• _Task brief_
Write out the full listing again, exactly as it stands.

• _Input_
● ● ● ● ● ● ●

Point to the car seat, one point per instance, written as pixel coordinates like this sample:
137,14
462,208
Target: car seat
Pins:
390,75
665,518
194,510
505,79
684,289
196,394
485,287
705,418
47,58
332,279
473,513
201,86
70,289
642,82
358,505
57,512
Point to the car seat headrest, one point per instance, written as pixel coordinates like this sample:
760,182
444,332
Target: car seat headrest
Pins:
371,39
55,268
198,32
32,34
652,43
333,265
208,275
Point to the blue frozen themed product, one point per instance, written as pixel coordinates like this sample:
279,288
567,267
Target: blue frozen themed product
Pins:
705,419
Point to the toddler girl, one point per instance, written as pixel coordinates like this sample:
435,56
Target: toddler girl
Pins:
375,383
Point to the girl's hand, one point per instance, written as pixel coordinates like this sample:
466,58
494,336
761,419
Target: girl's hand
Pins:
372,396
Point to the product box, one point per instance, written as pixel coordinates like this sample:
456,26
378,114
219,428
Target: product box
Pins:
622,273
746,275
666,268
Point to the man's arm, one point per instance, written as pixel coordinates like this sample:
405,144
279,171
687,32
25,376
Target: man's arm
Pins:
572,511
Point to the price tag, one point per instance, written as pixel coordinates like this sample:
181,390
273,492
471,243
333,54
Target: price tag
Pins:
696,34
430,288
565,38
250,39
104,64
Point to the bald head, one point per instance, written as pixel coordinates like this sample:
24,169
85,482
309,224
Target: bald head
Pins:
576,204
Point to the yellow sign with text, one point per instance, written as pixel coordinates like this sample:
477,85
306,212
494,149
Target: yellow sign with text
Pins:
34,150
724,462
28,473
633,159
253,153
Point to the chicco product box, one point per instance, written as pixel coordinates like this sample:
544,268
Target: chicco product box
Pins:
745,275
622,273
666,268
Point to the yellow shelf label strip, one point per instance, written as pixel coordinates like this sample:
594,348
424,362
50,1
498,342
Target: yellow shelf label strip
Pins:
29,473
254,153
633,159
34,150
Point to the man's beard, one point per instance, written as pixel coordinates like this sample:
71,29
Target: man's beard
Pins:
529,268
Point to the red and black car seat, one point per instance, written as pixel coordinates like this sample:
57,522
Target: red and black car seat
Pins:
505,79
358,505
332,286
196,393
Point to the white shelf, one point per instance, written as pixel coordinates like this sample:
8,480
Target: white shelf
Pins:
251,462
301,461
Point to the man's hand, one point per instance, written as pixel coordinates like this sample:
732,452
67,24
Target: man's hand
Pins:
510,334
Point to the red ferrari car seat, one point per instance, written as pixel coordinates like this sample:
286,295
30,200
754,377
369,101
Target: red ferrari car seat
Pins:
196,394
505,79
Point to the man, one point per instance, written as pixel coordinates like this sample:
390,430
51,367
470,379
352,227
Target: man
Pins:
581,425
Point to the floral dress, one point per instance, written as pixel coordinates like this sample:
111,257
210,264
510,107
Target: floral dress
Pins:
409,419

● ● ● ● ● ● ●

• _Written answer_
Point to the car seat, one point per instance, written as pixel coordinates like this sample:
137,14
462,208
Target: car seat
Pins:
390,75
665,518
194,510
505,79
684,289
196,394
485,287
705,418
47,58
332,279
473,513
201,86
70,289
642,82
358,505
57,512
Point to the car seat headrest, one point per instance, written as pixel coordinates like this sample:
760,182
444,332
Target: car seat headrest
Pins:
371,39
55,268
198,32
32,34
652,43
333,265
208,275
Point to the blue frozen themed product, one point per instance, written as pixel coordinates like this sample:
279,288
567,267
Target: blue frozen themed product
Pins:
705,419
Point to the toddler girl, one point per instance, written as pixel coordinates like this sample:
435,56
Target: toddler girl
Pins:
375,383
Point to the girl's hand, one point per instance, written as pixel coordinates like this sample:
466,58
494,336
761,419
Target: girl's hand
Pins:
372,396
Point to the product box, one point per instance, written as pixel coordinates like this sample:
456,26
378,114
219,428
Target: product box
Pins:
622,273
746,275
666,268
Point to the man's arm, one point per instance, written as pixel coordinates like this sample:
405,144
279,171
687,32
25,376
Target: man's arm
Pins:
572,511
Point to the price tag, one point per instance, written as pixel coordinates like this sample:
181,390
273,492
471,243
333,54
Target: price tag
Pins:
696,34
430,288
565,38
250,39
104,64
Point to the bald head, one point per instance, written as pixel coordinates like this sample:
24,169
85,482
309,224
Target: bald head
Pins:
576,204
Point to the yellow sign with text, one point per instance, written as pixel coordinates like this sample:
477,85
306,212
494,149
Target: yellow sign with text
Pins:
34,150
724,462
28,473
633,159
253,153
Point to the chicco product box, one point per instance, written as pixel coordinates like this sample:
544,268
Target: chicco product box
Pins:
745,275
622,273
666,268
Point to the yellow shelf label strip, one point per instance, written as pixel coordinates like this sample:
594,348
424,362
50,1
498,342
Target: yellow shelf label strip
Pins:
29,473
254,153
633,159
34,150
Point to the man's beard, one point per instance, written as pixel coordinates like this sample:
71,29
Target: man's beard
Pins:
529,268
Point to the red and black car seat, one point per instance, written as pixel coordinates like this sample:
57,522
Target: red and black car seat
Pins:
505,79
358,505
332,286
196,393
Point to the white shelf, one point per instance, written as pixel coordinates like this sample:
8,480
Target: white shelf
Pins:
251,462
301,461
Point to the man's hand, one point per instance, written as pixel coordinates like this sample:
732,452
67,24
Target: man's hand
Pins:
510,334
Point to the red ferrari car seat, one point per instance, written as pixel coordinates like this sample:
286,295
30,200
754,377
369,101
Target: red ferrari car seat
Pins:
196,394
505,79
Point to the man, one point per instance, written as pixel coordinates like this sample:
390,430
51,367
470,379
352,227
Target: man
Pins:
581,425
Point to the floral dress, one point per instance, written as pixel coordinates like this sample:
111,257
210,264
510,107
Target: floral dress
Pins:
409,419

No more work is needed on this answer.